(Segmentation mask data)
::::
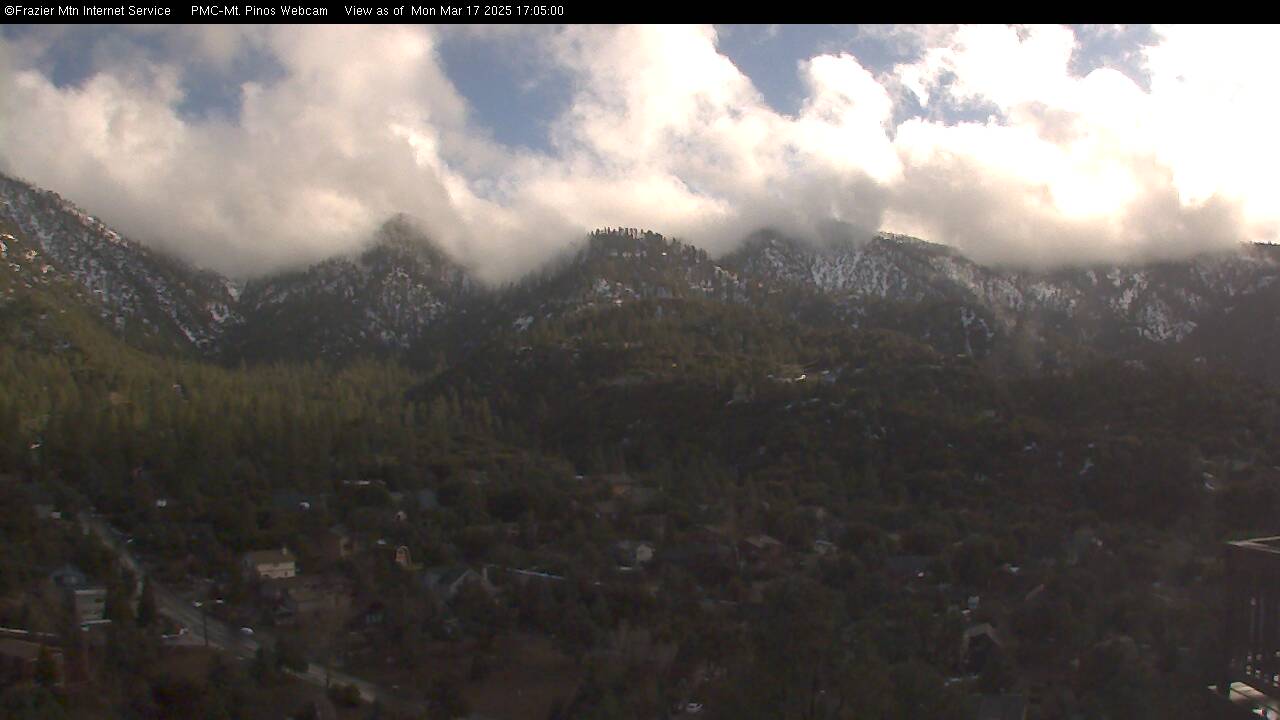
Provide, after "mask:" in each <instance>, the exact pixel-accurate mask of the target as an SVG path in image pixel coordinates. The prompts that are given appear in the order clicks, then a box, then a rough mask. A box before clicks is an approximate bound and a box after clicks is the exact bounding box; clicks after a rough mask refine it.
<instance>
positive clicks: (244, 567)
mask: <svg viewBox="0 0 1280 720" xmlns="http://www.w3.org/2000/svg"><path fill="white" fill-rule="evenodd" d="M241 565H242V568H243V570H244V574H246V575H248V577H250V578H252V579H260V580H266V579H283V578H293V577H296V575H297V574H298V564H297V561H296V560H294V557H293V553H292V552H289V548H287V547H282V548H280V550H257V551H253V552H246V553H244V559H243V560H242V562H241Z"/></svg>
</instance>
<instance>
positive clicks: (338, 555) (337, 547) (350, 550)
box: [317, 525, 360, 560]
mask: <svg viewBox="0 0 1280 720" xmlns="http://www.w3.org/2000/svg"><path fill="white" fill-rule="evenodd" d="M317 544H319V546H320V552H321V553H323V555H324V556H325V557H328V559H329V560H346V559H348V557H351V556H352V555H355V553H356V552H358V551H360V541H358V539H357V538H356V536H355V534H353V533H352V532H351V530H348V529H347V527H346V525H334V527H332V528H329V529H328V530H325V532H324V534H323V536H321V537H320V541H319V543H317Z"/></svg>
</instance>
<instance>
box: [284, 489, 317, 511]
mask: <svg viewBox="0 0 1280 720" xmlns="http://www.w3.org/2000/svg"><path fill="white" fill-rule="evenodd" d="M326 503H328V498H326V497H325V496H324V495H307V493H303V492H298V491H296V489H282V491H276V492H274V493H271V509H273V510H275V511H276V512H306V511H308V510H324V509H325V505H326Z"/></svg>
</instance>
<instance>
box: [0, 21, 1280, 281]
mask: <svg viewBox="0 0 1280 720" xmlns="http://www.w3.org/2000/svg"><path fill="white" fill-rule="evenodd" d="M1275 35H1276V33H1275V29H1274V28H1270V29H1268V28H1262V29H1244V28H1222V27H1217V26H1213V27H1188V26H1179V27H1170V28H1153V27H1148V26H1125V27H1116V26H1079V27H1059V26H1029V27H1006V26H977V27H951V26H902V27H884V26H861V27H859V26H714V27H698V26H694V27H685V26H660V27H654V26H618V27H553V26H540V27H475V28H471V27H453V26H445V27H426V26H421V27H419V26H370V27H303V26H297V27H287V26H270V27H268V26H264V27H252V26H243V27H238V26H202V27H179V26H173V27H140V26H129V27H113V26H74V27H49V26H38V27H24V26H4V27H0V117H4V118H6V122H4V123H0V168H5V169H6V170H8V172H12V173H15V174H20V176H23V177H27V178H29V179H32V181H35V182H38V183H41V184H45V186H47V187H51V188H52V190H58V191H60V192H64V193H65V195H68V196H69V197H72V199H74V200H77V201H79V202H82V204H86V205H87V206H90V210H92V211H97V213H99V214H101V215H102V217H105V218H106V219H109V220H113V222H115V223H118V224H119V225H122V229H124V231H127V232H128V233H129V234H132V236H136V237H140V238H142V240H145V241H147V242H154V243H156V245H159V246H163V247H166V249H169V250H173V251H175V252H179V254H183V255H184V256H187V258H188V259H192V260H193V261H197V263H200V264H205V265H210V266H215V268H218V269H221V270H225V272H233V273H236V272H239V273H247V272H252V269H257V268H273V266H280V265H287V264H291V263H300V261H307V260H311V259H315V258H319V256H324V255H325V254H332V252H334V251H340V250H342V249H343V247H351V246H352V245H356V243H358V242H360V240H361V238H362V237H366V236H367V234H369V228H370V227H372V225H375V224H376V223H378V222H379V220H380V218H383V217H385V215H387V214H390V213H396V211H407V213H410V214H413V215H416V217H419V218H420V219H421V220H422V222H424V224H426V225H428V227H429V229H430V231H431V232H433V233H434V234H436V236H438V237H439V238H440V240H442V242H443V243H444V245H445V246H447V247H448V249H449V250H452V251H454V252H456V254H457V255H460V258H463V259H470V260H472V261H475V263H477V264H481V265H484V264H488V265H492V266H493V268H494V269H493V274H494V275H495V277H498V275H502V274H511V273H512V272H518V270H521V269H526V268H527V266H531V265H534V264H536V261H538V260H539V259H540V258H544V256H545V254H547V252H548V251H549V250H552V249H554V247H557V246H561V245H563V242H566V238H572V237H576V236H577V233H580V232H582V231H585V229H589V228H590V227H596V225H614V224H636V225H645V227H654V228H655V229H659V231H664V232H675V233H682V234H686V236H694V240H695V241H698V242H700V243H701V245H704V246H708V247H709V249H712V250H713V251H714V250H718V249H727V247H730V246H732V243H733V242H735V238H737V237H741V236H742V234H745V233H746V232H749V231H750V229H751V228H753V227H758V225H762V224H769V225H774V227H778V228H782V229H785V231H787V232H792V233H796V234H800V236H820V234H822V233H823V232H827V231H824V229H823V228H829V227H833V225H832V220H835V222H836V223H835V224H836V225H841V227H859V228H863V229H868V231H873V229H895V231H904V232H913V233H916V234H922V236H924V237H929V238H931V240H937V241H941V242H947V243H952V245H955V246H957V247H960V249H961V250H964V251H966V252H970V254H973V255H975V256H978V258H979V259H986V260H992V261H1005V260H1007V261H1019V263H1038V264H1044V263H1062V261H1078V260H1087V259H1091V258H1114V256H1133V255H1138V254H1148V255H1149V254H1178V252H1188V251H1193V250H1197V249H1204V247H1212V246H1221V245H1224V243H1228V242H1229V241H1230V238H1235V240H1270V238H1274V237H1275V234H1276V227H1277V225H1280V223H1277V220H1276V217H1275V215H1276V213H1275V211H1271V210H1267V208H1268V206H1270V201H1268V200H1267V199H1268V197H1270V195H1268V191H1266V188H1265V184H1266V181H1267V178H1270V174H1271V170H1270V168H1271V167H1274V165H1275V163H1280V151H1276V149H1275V143H1272V142H1271V141H1270V140H1267V138H1268V137H1270V132H1265V124H1263V120H1262V118H1268V117H1275V111H1276V108H1275V104H1276V102H1275V100H1272V99H1271V97H1270V96H1268V95H1267V94H1260V92H1256V88H1257V87H1261V86H1265V85H1263V83H1268V82H1270V81H1268V77H1270V76H1268V73H1270V70H1268V69H1267V68H1271V67H1274V65H1275V60H1277V59H1280V58H1276V56H1275V54H1276V50H1275V47H1276V46H1277V44H1276V42H1275V40H1276V37H1274V36H1275ZM1188 138H1194V142H1188ZM494 258H500V259H502V260H500V261H499V260H494Z"/></svg>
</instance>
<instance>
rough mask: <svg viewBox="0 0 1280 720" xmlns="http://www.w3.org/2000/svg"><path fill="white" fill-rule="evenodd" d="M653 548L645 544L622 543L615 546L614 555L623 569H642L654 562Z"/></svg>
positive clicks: (652, 547) (620, 565)
mask: <svg viewBox="0 0 1280 720" xmlns="http://www.w3.org/2000/svg"><path fill="white" fill-rule="evenodd" d="M653 552H654V550H653V546H652V544H649V543H645V542H636V541H620V542H618V543H617V544H614V546H613V555H614V557H616V559H617V561H618V566H621V568H640V566H641V565H645V564H646V562H649V561H650V560H653Z"/></svg>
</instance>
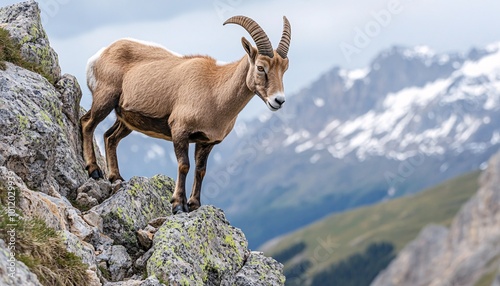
::::
# YOUR GOAL
Each record must be returned exactly as it stands, and the images omitted.

# ANSWER SPACE
Provide, after "mask:" in each <instance>, the exact pixel-accurate mask of the target as an SVG path in image pixel coordinates. The prompts that are given appear in the order clicks, then a box, then a rough mask. A box before clicks is an approximate bound and a box after clicks is the exact bounding box; clicks after a rough mask refine it.
<instance>
positive clicks: (244, 567)
mask: <svg viewBox="0 0 1280 720" xmlns="http://www.w3.org/2000/svg"><path fill="white" fill-rule="evenodd" d="M241 565H242V568H243V570H244V574H246V575H248V577H250V578H252V579H260V580H266V579H283V578H293V577H296V575H297V574H298V564H297V561H296V560H294V557H293V553H292V552H289V548H287V547H282V548H280V550H257V551H253V552H246V553H244V559H243V560H242V562H241Z"/></svg>
</instance>
<instance>
positive clicks: (338, 555) (337, 547) (350, 550)
box: [317, 525, 360, 560]
mask: <svg viewBox="0 0 1280 720" xmlns="http://www.w3.org/2000/svg"><path fill="white" fill-rule="evenodd" d="M317 544H319V546H320V552H321V553H323V555H324V556H325V557H328V559H329V560H346V559H348V557H351V556H352V555H355V553H356V552H358V551H360V541H358V539H357V538H356V536H355V534H353V533H352V532H351V530H348V529H347V527H346V525H334V527H332V528H329V529H328V530H325V532H324V534H323V536H321V537H320V541H319V543H317Z"/></svg>
</instance>
<instance>
box: [284, 489, 317, 511]
mask: <svg viewBox="0 0 1280 720" xmlns="http://www.w3.org/2000/svg"><path fill="white" fill-rule="evenodd" d="M326 503H328V498H326V497H325V496H324V495H307V493H303V492H298V491H296V489H282V491H276V492H274V493H271V509H273V510H275V511H276V512H306V511H308V510H324V509H325V505H326Z"/></svg>
</instance>
<instance>
box: [0, 21, 1280, 281]
mask: <svg viewBox="0 0 1280 720" xmlns="http://www.w3.org/2000/svg"><path fill="white" fill-rule="evenodd" d="M1275 35H1276V33H1275V29H1274V28H1270V29H1268V28H1262V29H1244V28H1222V27H1217V26H1213V27H1188V26H1179V27H1170V28H1153V27H1148V26H1125V27H1116V26H1079V27H1059V26H1029V27H1006V26H977V27H951V26H902V27H884V26H861V27H859V26H714V27H698V26H694V27H685V26H660V27H654V26H618V27H553V26H540V27H475V28H471V27H453V26H445V27H426V26H421V27H419V26H370V27H303V26H297V27H287V26H270V27H268V26H264V27H252V26H243V27H238V26H202V27H179V26H173V27H140V26H129V27H113V26H74V27H49V26H38V27H24V26H4V27H0V117H4V118H6V122H4V123H0V168H5V169H6V170H8V172H12V173H15V174H20V176H23V177H27V178H29V179H32V181H35V182H38V183H41V184H45V186H47V187H51V188H52V190H58V191H60V192H64V193H65V195H68V196H69V197H72V199H74V200H77V201H79V202H82V204H86V205H87V206H90V210H92V211H97V213H99V214H101V215H102V217H105V218H106V219H109V220H113V222H115V223H118V224H119V225H122V229H124V231H127V232H128V233H129V234H132V236H136V237H140V238H142V240H145V241H147V242H154V243H156V245H159V246H163V247H166V249H169V250H173V251H175V252H179V254H183V255H184V256H187V258H188V259H192V260H193V261H197V263H200V264H205V265H210V266H215V268H218V269H221V270H225V272H233V273H236V272H239V273H247V272H252V269H257V268H273V266H280V265H287V264H291V263H300V261H307V260H311V259H315V258H319V256H324V255H325V254H332V252H334V251H340V250H342V249H343V247H351V246H352V245H356V243H358V242H360V240H361V238H362V237H366V236H367V234H369V228H370V227H372V225H375V224H376V223H378V222H379V220H380V218H383V217H385V215H387V214H390V213H396V211H407V213H410V214H413V215H416V217H419V218H420V219H421V220H422V222H424V224H426V225H428V227H429V229H430V231H431V232H433V233H434V234H436V236H438V237H439V238H440V240H442V242H443V243H444V245H445V246H447V247H448V249H449V250H452V251H454V252H456V254H457V255H460V258H463V259H470V260H472V261H475V263H477V264H481V265H484V264H488V265H492V266H493V268H494V269H493V274H494V275H495V277H498V275H502V274H511V273H512V272H518V270H521V269H526V268H527V266H531V265H534V264H536V261H538V260H539V259H540V258H544V256H545V254H547V252H548V251H549V250H552V249H554V247H557V246H561V245H563V242H566V238H572V237H576V236H577V233H580V232H582V231H585V229H589V228H590V227H596V225H614V224H636V225H645V227H654V228H655V229H659V231H664V232H675V233H682V234H686V236H694V240H695V241H698V242H700V243H701V245H704V246H708V247H709V249H712V250H713V251H714V250H718V249H727V247H730V246H732V243H733V242H735V238H737V237H741V236H742V234H745V233H746V232H749V231H750V229H751V228H753V227H758V225H762V224H769V225H774V227H778V228H782V229H785V231H787V232H792V233H796V234H800V236H820V234H822V233H823V232H827V231H824V229H823V228H829V227H833V225H832V220H835V222H836V223H835V224H836V225H841V227H859V228H863V229H868V231H873V229H895V231H904V232H913V233H916V234H922V236H924V237H929V238H931V240H937V241H941V242H947V243H952V245H955V246H957V247H960V249H961V250H964V251H966V252H970V254H973V255H975V256H978V258H979V259H986V260H992V261H1005V260H1007V261H1019V263H1038V264H1044V263H1062V261H1078V260H1087V259H1091V258H1114V256H1133V255H1138V254H1148V255H1149V254H1178V252H1188V251H1193V250H1197V249H1204V247H1212V246H1221V245H1224V243H1228V242H1229V241H1230V238H1235V240H1270V238H1274V237H1275V234H1276V227H1277V225H1280V223H1277V220H1276V217H1275V215H1276V213H1275V211H1271V210H1267V208H1268V206H1270V201H1268V200H1267V199H1268V197H1270V195H1268V191H1266V188H1265V184H1266V181H1267V178H1270V174H1271V170H1270V168H1271V167H1274V165H1275V163H1280V151H1276V149H1275V143H1272V142H1271V141H1270V140H1267V138H1268V137H1270V132H1265V124H1263V120H1262V118H1268V117H1275V111H1276V108H1275V104H1276V102H1275V100H1272V99H1271V97H1270V96H1268V95H1267V94H1260V92H1256V88H1257V87H1261V86H1265V85H1263V83H1268V82H1270V81H1268V77H1270V76H1268V73H1270V70H1268V69H1267V68H1271V67H1274V65H1275V60H1277V59H1280V58H1276V56H1275V54H1276V50H1275V47H1276V46H1277V44H1276V42H1275V40H1276V37H1274V36H1275ZM1188 138H1194V142H1188ZM494 258H500V259H502V260H500V261H499V260H494Z"/></svg>
</instance>
<instance>
rough mask: <svg viewBox="0 0 1280 720" xmlns="http://www.w3.org/2000/svg"><path fill="white" fill-rule="evenodd" d="M653 548L645 544L622 543L615 546L614 555L623 569H642L654 562Z"/></svg>
positive clicks: (652, 547) (620, 565)
mask: <svg viewBox="0 0 1280 720" xmlns="http://www.w3.org/2000/svg"><path fill="white" fill-rule="evenodd" d="M653 552H654V550H653V546H652V544H649V543H645V542H636V541H620V542H618V543H617V544H614V546H613V555H614V557H616V559H617V561H618V566H621V568H640V566H641V565H645V564H646V562H649V561H650V560H653Z"/></svg>
</instance>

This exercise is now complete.